* _STORED RECORDS_:

** Begin **

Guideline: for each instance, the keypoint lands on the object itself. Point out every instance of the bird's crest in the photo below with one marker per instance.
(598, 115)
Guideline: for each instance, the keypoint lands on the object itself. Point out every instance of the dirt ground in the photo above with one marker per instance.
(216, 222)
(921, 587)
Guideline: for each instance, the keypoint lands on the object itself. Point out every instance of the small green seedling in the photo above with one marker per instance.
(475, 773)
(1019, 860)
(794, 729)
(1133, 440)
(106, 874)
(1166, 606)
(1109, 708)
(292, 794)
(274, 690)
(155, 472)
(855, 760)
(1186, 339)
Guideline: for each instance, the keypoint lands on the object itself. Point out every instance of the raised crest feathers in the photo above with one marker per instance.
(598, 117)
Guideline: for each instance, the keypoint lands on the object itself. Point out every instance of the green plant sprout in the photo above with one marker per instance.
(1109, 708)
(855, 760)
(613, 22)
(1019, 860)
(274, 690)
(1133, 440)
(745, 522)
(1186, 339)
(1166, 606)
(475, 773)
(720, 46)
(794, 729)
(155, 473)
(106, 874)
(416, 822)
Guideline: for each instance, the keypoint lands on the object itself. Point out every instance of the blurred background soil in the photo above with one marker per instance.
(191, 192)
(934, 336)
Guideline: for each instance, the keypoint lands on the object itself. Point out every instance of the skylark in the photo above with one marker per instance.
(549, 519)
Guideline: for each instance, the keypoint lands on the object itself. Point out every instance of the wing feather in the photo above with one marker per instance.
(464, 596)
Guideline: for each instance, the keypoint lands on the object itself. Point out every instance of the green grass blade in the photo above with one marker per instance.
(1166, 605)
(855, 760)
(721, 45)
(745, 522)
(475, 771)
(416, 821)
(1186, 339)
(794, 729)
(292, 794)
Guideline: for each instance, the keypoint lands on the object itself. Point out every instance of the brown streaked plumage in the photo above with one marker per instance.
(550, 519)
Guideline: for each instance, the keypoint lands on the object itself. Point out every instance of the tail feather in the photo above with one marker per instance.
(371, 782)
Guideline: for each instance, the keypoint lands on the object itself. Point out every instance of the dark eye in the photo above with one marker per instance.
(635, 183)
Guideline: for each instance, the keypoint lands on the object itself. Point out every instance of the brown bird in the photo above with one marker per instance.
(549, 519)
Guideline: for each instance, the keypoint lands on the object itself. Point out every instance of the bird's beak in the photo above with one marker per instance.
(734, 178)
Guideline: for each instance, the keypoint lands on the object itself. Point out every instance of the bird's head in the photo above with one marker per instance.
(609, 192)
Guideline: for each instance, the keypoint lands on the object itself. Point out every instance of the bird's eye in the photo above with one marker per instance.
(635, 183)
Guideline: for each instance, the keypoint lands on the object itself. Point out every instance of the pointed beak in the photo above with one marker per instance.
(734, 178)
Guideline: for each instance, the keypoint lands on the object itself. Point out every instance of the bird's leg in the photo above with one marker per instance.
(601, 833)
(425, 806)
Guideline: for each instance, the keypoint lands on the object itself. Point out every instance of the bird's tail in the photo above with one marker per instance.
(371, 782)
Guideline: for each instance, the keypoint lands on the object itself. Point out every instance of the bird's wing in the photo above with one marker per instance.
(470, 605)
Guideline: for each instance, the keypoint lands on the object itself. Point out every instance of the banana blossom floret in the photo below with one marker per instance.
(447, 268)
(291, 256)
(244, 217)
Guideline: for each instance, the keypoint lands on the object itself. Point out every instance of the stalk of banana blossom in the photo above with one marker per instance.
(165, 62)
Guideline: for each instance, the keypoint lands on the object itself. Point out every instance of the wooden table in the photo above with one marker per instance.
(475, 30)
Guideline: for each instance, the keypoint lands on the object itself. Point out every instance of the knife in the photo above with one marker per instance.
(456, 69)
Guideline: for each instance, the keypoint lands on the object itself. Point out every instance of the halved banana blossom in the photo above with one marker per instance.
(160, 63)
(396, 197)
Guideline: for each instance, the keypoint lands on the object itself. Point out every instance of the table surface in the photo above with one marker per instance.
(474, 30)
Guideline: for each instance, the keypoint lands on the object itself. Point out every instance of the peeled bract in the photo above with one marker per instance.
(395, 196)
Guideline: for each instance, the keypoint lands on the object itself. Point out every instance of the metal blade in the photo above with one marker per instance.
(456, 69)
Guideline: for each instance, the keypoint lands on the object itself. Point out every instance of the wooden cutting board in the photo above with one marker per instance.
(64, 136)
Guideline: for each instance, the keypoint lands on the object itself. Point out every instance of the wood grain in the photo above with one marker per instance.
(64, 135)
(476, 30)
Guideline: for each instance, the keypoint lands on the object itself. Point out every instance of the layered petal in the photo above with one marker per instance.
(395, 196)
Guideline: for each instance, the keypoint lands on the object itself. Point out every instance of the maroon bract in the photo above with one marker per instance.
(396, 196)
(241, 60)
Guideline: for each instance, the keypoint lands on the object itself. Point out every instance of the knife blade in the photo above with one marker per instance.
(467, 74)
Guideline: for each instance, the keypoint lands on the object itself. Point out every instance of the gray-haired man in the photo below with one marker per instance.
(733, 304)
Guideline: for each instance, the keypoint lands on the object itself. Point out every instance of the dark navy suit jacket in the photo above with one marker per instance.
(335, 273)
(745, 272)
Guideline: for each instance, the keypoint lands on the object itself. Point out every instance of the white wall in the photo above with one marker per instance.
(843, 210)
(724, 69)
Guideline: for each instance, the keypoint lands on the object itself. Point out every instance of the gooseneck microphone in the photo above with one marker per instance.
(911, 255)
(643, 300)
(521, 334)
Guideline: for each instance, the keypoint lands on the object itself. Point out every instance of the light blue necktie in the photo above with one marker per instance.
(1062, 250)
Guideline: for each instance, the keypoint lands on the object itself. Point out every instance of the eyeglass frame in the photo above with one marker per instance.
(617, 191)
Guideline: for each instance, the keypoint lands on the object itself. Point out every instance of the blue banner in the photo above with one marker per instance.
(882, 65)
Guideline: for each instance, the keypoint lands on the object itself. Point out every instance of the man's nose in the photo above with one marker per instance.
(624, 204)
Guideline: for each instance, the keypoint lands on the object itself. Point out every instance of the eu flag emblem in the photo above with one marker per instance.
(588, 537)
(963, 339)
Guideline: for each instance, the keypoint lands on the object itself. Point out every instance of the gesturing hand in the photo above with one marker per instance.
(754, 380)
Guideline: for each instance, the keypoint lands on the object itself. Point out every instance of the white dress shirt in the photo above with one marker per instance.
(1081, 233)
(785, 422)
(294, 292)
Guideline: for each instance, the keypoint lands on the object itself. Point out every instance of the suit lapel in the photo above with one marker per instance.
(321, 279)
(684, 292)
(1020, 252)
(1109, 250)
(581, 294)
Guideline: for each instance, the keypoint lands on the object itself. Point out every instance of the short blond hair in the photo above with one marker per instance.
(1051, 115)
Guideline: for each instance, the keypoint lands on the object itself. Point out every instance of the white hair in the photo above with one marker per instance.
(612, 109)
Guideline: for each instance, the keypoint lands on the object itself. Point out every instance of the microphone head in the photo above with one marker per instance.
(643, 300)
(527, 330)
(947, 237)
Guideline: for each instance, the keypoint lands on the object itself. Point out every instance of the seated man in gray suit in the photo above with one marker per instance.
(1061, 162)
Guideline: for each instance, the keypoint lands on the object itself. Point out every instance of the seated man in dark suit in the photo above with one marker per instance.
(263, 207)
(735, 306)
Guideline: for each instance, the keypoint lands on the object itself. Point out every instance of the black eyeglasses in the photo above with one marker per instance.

** End **

Reproduce the entries above exactly.

Guideline: for each instance, the keypoint lands on the object itself. Point out every instance of the bird's crest in the photo below with one marker per instance.
(598, 115)
Guideline: for each instance, the keypoint lands on the object itself. Point out every instance of the dirt ground in the photo above with one marker per instance.
(216, 222)
(921, 587)
Guideline: for each instance, the keypoint lands on the object itself. Point out every instance of the small green seedling in the photo above with one marker per instance.
(475, 773)
(1019, 860)
(794, 729)
(1133, 440)
(106, 874)
(1166, 606)
(1109, 708)
(292, 794)
(274, 690)
(155, 472)
(855, 760)
(1186, 339)
Guideline: for each instance, the keypoint lands on the object itself. Point out every instance of the raised crest feathers in the photo above with one marker per instance.
(598, 117)
Guideline: for each instance, the keypoint lands on the object itself. Point out every instance of the green plant sprout in the photo above with one marker per instance.
(1109, 708)
(855, 760)
(613, 22)
(1019, 860)
(274, 690)
(1133, 440)
(745, 522)
(1186, 339)
(1166, 606)
(475, 773)
(720, 46)
(794, 729)
(155, 473)
(106, 874)
(416, 822)
Guideline: for each instance, the keypoint lands on the object itself. Point out every instance of the blurred background soil in the photo above with one marker per instance.
(191, 192)
(934, 336)
Guideline: for each instance, the keypoint lands on the object itself. Point out every instance of the skylark in the photo above with one marker per instance.
(549, 519)
Guideline: for each instance, the keypoint lands on the object itself. Point out every instance of the wing feather in the photo above with one marker per instance.
(464, 596)
Guideline: for each instance, the keypoint lands on the object itself. Point out every instance of the green grass blade in the photo above with one marker per instance.
(1166, 605)
(855, 760)
(721, 45)
(745, 522)
(475, 771)
(416, 821)
(1186, 339)
(794, 729)
(292, 794)
Guideline: for each instance, the keypoint lands on the object itself. Point out every instance of the brown streaked plumage in the photo above with one marker per instance.
(550, 519)
Guideline: for each instance, the keypoint lands on the object itself. Point out every instance of the tail feather in the photo above with one marker per instance.
(371, 782)
Guideline: for each instance, the keypoint lands on the object itself. Point out every instance of the dark eye in the photo above with one marker per instance.
(635, 183)
Guideline: for each instance, the keypoint lands on the object itself. Point out every instance of the brown bird in the photo above with one marker per instance.
(549, 519)
Guideline: for each instance, the keypoint lands on the object itself. Point out every instance of the bird's beak in the photo above with one marker per instance.
(734, 178)
Guideline: for each instance, the keypoint lands on the object itself. Point out every instance of the bird's head in the photo above with one marker per instance.
(609, 192)
Guideline: for each instance, the keypoint lands on the object itself. Point out every instance of the bird's eye in the photo above with one marker per instance.
(635, 183)
Guideline: for each instance, the keypoint lands on the object itself. Point out every instance of the pointed beak in the photo above with one marker per instance.
(734, 178)
Guideline: for each instance, the keypoint lands on the object itself. Point out every instance of the bird's leg in the photo above with one marker per instance.
(601, 833)
(425, 806)
Guideline: for each instance, the keypoint lands on the object itself. Point out every instance of the bird's tail in the photo above with one marker per instance.
(371, 782)
Guideline: for each instance, the keypoint lands on the object itself. Point out every instance of the bird's wing in the photo above with one marker per instance.
(470, 605)
Guideline: for each instance, the keypoint lands on the object itself. Point out every instance of the banana blossom floret in the photo below with one marker per instance.
(447, 268)
(291, 256)
(244, 217)
Guideline: for each instance, the keypoint lands on the object itself. Point out every instance of the stalk of banana blossom in the photo above with one marker per instance.
(165, 62)
Guideline: for each instance, the keypoint lands on the object itself. Point out every instance of the wooden table in the photo above with one marker per instance.
(475, 30)
Guideline: for each instance, the keypoint lands on the object itself. Point out every instance of the knife in the photo above with one marker per instance.
(456, 69)
Guideline: for each instance, the keypoint lands on the object itself. Point out every instance of the halved banana blossom in the photo above with one marker per instance.
(160, 63)
(396, 197)
Guideline: for each instance, the keypoint lands on the object itself. Point out every instance of the table surface in the photo above with one marker per instance.
(474, 30)
Guideline: for each instance, the keypoint lands on the object itself. Point out every instance of the peeled bract in the photo above with one marker per instance.
(395, 196)
Guideline: for each instance, the keypoint lands on the object itself. Point out every instance of the metal blade in the photo above with one marker per instance.
(456, 69)
Guideline: for each instance, the keypoint lands on the object itself. Point out every instance of the wooden cutting board in the photo above with one marker per instance.
(64, 136)
Guideline: for each instance, the keypoint lands on the object itself. Point out every instance of the wood grain in the photo above with one marker per instance.
(64, 135)
(476, 30)
Guideline: for each instance, the keypoint lands on the object itself. Point out every instance of the layered petal in the photo above with one marker per instance.
(395, 196)
Guideline: for each instance, the keypoint lands on the object itself. Point out every instance of the maroon bract in the photo above with one marker per instance.
(396, 196)
(241, 60)
Guideline: for each instance, the keypoint lands on the object itself. Point out every instance of the knife blade in the photo above with one marker per instance.
(467, 74)
Guideline: for each instance, the keypoint lands on the object itself. Point out every instance of the gray-haired man in the photo below with one marker per instance.
(733, 304)
Guideline: for each instance, the keypoint lands on the object itself. Point out every instance of the dark navy suit jacket in the photo above with one marker per instance.
(335, 273)
(745, 272)
Guideline: for each instance, the keypoint lands on the object itself. Point out every instance of the white wall in the photo above with one marker per instance.
(843, 210)
(724, 69)
Guideline: for each instance, the keypoint lands on the object itself. Point out every instance of the gooseneck microphone in the photo above with one marker per instance.
(911, 255)
(643, 300)
(521, 334)
Guideline: for each instance, the keypoint lands on the object itself. Point out every instance of the light blue necktie in the photo above with one marker per instance.
(1062, 250)
Guideline: for each instance, the keypoint lands on the object itself. Point out every instance of the eyeglass frame in the photo above with one marker per instance.
(617, 191)
Guideline: for each instance, the keypoint lands on the object itself. Point out every instance of the blue banner in the photo above with one marker per instance.
(882, 65)
Guideline: for each instance, the keypoint lands on the object itself. Point out every instance of the man's nose in the photo above with one marker per instance.
(624, 204)
Guideline: for each instance, the keypoint lands on the object itself. Point out every instance of the eu flag emblem in the photo above with one marker per instance.
(588, 537)
(963, 339)
Guideline: for each instance, the keypoint lands on the object itself. Point out every instance of the gesturing hand in the photo above with one marker per instance.
(754, 380)
Guideline: for each instance, the keypoint lands on the object itself. Point out every instance of the white dress shirt in the photo above with one marker per instance.
(1081, 233)
(785, 422)
(294, 292)
Guideline: for each instance, the keypoint lands on the object itself. Point out every instance of the suit lapel in the photo above with one marker per instance.
(321, 279)
(684, 292)
(1020, 252)
(1109, 250)
(581, 294)
Guideline: for each instance, the keypoint lands on the object itself. Point out every instance of the short blond hair in the photo above with one marker per instance.
(1051, 115)
Guideline: for each instance, the keypoint lands on the object itself. Point out every instance of the white hair in the photo above with one marker per instance.
(612, 109)
Guideline: for each instance, the keypoint lands on the object itself. Point out every instance of the microphone head in the photo above with one marker per instance.
(643, 300)
(527, 330)
(947, 237)
Guideline: for each instance, the keypoint lands on the object itself. Point out every instance of the seated man in gray suit in the photo above with one marker per instance.
(1061, 162)
Guideline: for each instance, the keypoint lands on the object itself. Point out every instance of the seated man in dark suit in the photo above with one marker per instance.
(263, 207)
(735, 306)
Guideline: for each instance, the keypoint lands on the object itself. Point out every instance of the black eyeglasses in the photo above with one marker per instance.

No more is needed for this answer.